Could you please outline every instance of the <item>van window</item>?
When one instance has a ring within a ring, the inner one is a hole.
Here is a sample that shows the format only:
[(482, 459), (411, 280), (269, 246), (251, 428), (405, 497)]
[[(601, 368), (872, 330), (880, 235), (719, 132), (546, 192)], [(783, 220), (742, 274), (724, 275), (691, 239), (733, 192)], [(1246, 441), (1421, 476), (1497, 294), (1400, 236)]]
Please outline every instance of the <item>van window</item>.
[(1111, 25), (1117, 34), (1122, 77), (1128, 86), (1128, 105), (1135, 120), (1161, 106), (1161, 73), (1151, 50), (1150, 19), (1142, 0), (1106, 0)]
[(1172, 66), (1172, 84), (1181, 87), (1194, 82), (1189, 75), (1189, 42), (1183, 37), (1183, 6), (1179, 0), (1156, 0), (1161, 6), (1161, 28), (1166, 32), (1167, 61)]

★ ★ ★ ★

Every entry that appears above should be duplicated exactly.

**RESPONSE:**
Could you please outline every instance of the <item>van window</item>?
When one instance has a ring within a ring, the inner one is a hole.
Here is a sample that shows the format only:
[(482, 459), (411, 280), (269, 246), (251, 428), (405, 497)]
[[(601, 368), (872, 330), (880, 235), (719, 132), (546, 192)], [(783, 220), (742, 274), (724, 275), (691, 239), (733, 192)], [(1246, 441), (1421, 476), (1497, 294), (1400, 236)]]
Please outline every instance of the <item>van window</item>.
[(1111, 25), (1117, 34), (1122, 77), (1128, 86), (1128, 105), (1135, 120), (1161, 106), (1161, 73), (1151, 50), (1150, 19), (1142, 0), (1106, 0)]
[(1172, 66), (1172, 84), (1181, 87), (1194, 82), (1189, 75), (1189, 42), (1183, 37), (1183, 6), (1179, 0), (1156, 0), (1161, 6), (1161, 28), (1166, 32), (1167, 61)]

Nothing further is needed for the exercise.